** TO DO **
Could you return only the lines that run from the line with "- Label: yellow and white striped curtain" through the final line of the data, exactly as they stand?

** RECORDS FOR THIS TASK **
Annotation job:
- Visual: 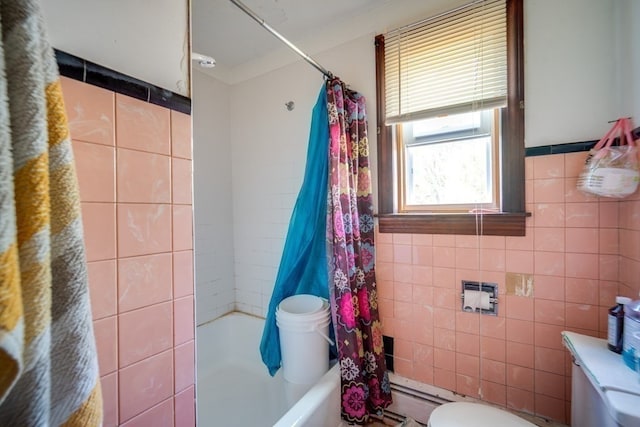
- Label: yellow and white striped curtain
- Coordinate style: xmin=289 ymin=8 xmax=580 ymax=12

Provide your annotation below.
xmin=0 ymin=0 xmax=103 ymax=425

** SOLUTION **
- Label: yellow and white striped curtain
- Coordinate style: xmin=289 ymin=8 xmax=580 ymax=12

Provide your annotation below.
xmin=0 ymin=0 xmax=103 ymax=425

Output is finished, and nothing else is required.